ZU BEARBEITENDE AUFGABEN:
(a) Beantworten Sie anhand des Quellenauszugs die folgenden Fragen:
(i) Wie viele Monate umfasste die erste Runde von „Mannheim liest ein Buch“?
(ii) In welchem Ort wurde Thomas Wortmann geboren?
(iii) An welcher Einrichtung fand eine Veranstaltung statt, von der die Organisatoren erst im Nachhinein erfuhren?
(b) Übersetzen Sie den Satz „Es war ein Projekt mit zahlreichen Partnern, die ihre Veranstaltungen eigenverantwortlich organisiert haben.“ aus dem Quellenauszug ins Englische.
(c) Wiederholen Sie wortgetreu den Abschnitt des Quellenauszugs, der mit den Worten beginnt, die „Die Autorin Karosh“ enthalten, und mit „durch die Stadt.“ endet.

QUELLENAUSZUG:
::::::

Mannheim. Herr Holtzhauer, Herr Wortmann, die erste Runde von „Mannheim liest ein Buch“ ist vorbei. Welche Erfahrungen haben Sie in den vergangenen sechs Monaten mit der „Beschreibung einer Krabbenwanderung“ gemacht?

Thomas Wortmann: Sehr gute. Besonders gefreut haben uns die positiven Rückmeldungen aus den Schulen. Dort haben die Lehrkräfte Großartiges geleistet. Wir haben viele junge Leserinnen und Lesern erreicht, die sonst eher weniger in Literaturveranstaltungen sind.

Sie wollten die Breite der Gesellschaft erreichen. Ist das gelungen?

Wortmann: Ja, das Publikum bei den Veranstaltungen war bunt zusammengesetzt. Mehr geht natürlich immer, fürs Erste sind wir aber zufrieden.

Die Autorin Karosh Taha war mit ihrem Buch "Beschreibung einer Krabbenwanderung" Teil der ersten Auflage von "Mannheim liest ein Buch". © Jens Kalaene/dpa

Das Buch ist also das gewesen, was Sie sich gewünscht hatten?

Christian Holtzhauer: Wir haben nicht das Buch gesucht, auf das sich alle in Mannheim einigen können, sondern eines, von dem wir dachten: Dieses Buch sollte in Mannheim gelesen werden. Die Resonanz war für den Anfang gut und ist eine vielversprechende Basis, um weiterzumachen.

Haben Sie Zahlen? Wie viele Leute waren auf Veranstaltungen? Wie viele Bücher wurden verkauft?

Holtzhauer: Das wissen wir nicht. Es war ein Projekt mit zahlreichen Partnern, die ihre Veranstaltungen eigenverantwortlich organisiert haben. Es gab auch Veranstaltungen, von denen wir erst im Nachhinein erfahren haben – etwa an der Popakademie. Das Buch mäanderte schon durch die Stadt.

Thomas Wortmann und Christian Holtzhauer

  • Thomas Wortmann: 1983 in Schleiden (Eifel) geboren, hat Germanistik, Theater-, Film- und Fernsehwissenschaft und Politikwissenschaft studiert. Seit 2018 ist er Professor für Neuere Germanistik an der Uni Mannheim.
  • Christian Holtzhauer: 1974 in Leipzig geboren, hat Musik- und Theaterwissenschaft studiert. Er ist Schauspielintendant am Nationaltheater Mannheim.

 

Karosh Taha selbst war ja nicht gerade sehr präsent. Sie, Herr Holtzhauer, haben das auch ein bisschen dem „Mannheimer Morgen“ angelastet, dem Interview, das ich mit Frau Taha geführt habe, und der Doppelseite mit den Eindrücken der Kolleginnen und Kollegen. Hat Taha das selbst gesagt?

::::::

BEREITGESTELLTE AUFLISTUNG:
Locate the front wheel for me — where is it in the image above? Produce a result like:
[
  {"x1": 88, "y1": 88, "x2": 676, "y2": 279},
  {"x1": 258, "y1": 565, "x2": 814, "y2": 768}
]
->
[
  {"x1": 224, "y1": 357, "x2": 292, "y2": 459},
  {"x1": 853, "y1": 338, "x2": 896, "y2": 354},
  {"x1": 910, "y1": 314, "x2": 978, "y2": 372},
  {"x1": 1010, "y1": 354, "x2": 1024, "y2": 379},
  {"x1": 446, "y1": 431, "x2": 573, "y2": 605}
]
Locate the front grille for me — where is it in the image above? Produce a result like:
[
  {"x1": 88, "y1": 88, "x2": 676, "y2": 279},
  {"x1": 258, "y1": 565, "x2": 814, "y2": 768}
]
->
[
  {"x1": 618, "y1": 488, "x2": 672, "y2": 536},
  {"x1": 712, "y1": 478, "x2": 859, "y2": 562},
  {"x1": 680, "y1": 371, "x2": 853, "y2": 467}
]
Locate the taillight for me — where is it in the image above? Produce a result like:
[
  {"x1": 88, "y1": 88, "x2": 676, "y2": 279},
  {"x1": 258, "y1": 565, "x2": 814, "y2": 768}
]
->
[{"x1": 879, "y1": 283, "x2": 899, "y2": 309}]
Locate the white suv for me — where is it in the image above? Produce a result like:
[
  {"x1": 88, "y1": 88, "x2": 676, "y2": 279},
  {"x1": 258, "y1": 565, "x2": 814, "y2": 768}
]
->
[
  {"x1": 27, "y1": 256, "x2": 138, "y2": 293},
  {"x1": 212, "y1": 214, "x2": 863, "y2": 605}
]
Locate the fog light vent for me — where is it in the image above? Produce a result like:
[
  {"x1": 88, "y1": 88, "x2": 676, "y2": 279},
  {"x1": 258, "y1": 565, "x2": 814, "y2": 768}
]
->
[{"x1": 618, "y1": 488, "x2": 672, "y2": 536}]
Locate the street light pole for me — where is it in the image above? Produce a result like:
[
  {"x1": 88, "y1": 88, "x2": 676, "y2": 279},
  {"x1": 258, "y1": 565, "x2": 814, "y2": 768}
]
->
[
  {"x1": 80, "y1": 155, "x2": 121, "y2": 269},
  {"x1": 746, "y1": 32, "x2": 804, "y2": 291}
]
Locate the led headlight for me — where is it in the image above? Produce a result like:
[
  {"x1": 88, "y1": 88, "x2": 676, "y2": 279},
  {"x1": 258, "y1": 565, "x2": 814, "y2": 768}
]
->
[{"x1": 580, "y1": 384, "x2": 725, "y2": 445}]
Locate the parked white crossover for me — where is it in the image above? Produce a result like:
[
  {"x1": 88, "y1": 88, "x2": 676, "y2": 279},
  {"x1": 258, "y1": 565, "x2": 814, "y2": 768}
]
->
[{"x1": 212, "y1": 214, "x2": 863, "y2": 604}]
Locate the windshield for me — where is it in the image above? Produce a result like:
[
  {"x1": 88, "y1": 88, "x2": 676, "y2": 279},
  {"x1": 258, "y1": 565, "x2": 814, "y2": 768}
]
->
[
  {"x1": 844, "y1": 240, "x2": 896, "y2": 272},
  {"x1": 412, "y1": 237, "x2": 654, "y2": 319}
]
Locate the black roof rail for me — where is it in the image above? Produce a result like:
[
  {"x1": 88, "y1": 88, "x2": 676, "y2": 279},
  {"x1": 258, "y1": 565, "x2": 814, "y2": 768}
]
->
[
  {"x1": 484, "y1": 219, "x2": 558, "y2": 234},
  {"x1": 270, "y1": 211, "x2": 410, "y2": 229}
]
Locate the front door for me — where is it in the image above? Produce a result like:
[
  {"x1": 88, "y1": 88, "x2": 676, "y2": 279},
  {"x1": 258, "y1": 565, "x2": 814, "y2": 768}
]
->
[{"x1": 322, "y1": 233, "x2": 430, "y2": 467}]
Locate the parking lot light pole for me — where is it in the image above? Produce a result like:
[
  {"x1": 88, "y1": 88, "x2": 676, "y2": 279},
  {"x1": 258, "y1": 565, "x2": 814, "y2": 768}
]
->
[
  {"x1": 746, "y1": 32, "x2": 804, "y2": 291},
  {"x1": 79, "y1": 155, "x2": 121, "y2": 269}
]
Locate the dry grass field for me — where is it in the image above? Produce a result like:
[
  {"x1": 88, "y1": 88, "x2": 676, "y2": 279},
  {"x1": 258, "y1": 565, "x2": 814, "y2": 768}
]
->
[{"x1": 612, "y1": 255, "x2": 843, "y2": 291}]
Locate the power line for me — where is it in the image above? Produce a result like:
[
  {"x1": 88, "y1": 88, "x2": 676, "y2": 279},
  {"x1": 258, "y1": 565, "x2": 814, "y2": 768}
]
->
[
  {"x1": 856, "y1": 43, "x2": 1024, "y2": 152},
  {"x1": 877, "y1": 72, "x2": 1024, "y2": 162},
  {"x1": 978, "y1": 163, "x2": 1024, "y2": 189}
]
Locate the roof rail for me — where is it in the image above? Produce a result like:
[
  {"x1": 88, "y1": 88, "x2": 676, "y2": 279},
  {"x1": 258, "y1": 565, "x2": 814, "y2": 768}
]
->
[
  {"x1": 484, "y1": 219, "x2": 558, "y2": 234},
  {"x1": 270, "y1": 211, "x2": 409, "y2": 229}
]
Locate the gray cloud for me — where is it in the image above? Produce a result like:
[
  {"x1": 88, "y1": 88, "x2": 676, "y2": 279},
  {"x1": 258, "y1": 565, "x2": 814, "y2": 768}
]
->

::::::

ANTWORTEN ZU AUFGABEN:
(a)
(i) Sechs Monate.
(ii) In Schleiden (Eifel).
(iii) An der Popakademie.

(b) It was a project with numerous partners who organized their events on their own responsibility.

(c)
Die Autorin Karosh Taha war mit ihrem Buch "Beschreibung einer Krabbenwanderung" Teil der ersten Auflage von "Mannheim liest ein Buch". © Jens Kalaene/dpa

Das Buch ist also das gewesen, was Sie sich gewünscht hatten?

Christian Holtzhauer: Wir haben nicht das Buch gesucht, auf das sich alle in Mannheim einigen können, sondern eines, von dem wir dachten: Dieses Buch sollte in Mannheim gelesen werden. Die Resonanz war für den Anfang gut und ist eine vielversprechende Basis, um weiterzumachen.

Haben Sie Zahlen? Wie viele Leute waren auf Veranstaltungen? Wie viele Bücher wurden verkauft?

Holtzhauer: Das wissen wir nicht. Es war ein Projekt mit zahlreichen Partnern, die ihre Veranstaltungen eigenverantwortlich organisiert haben. Es gab auch Veranstaltungen, von denen wir erst im Nachhinein erfahren haben – etwa an der Popakademie. Das Buch mäanderte schon durch die Stadt.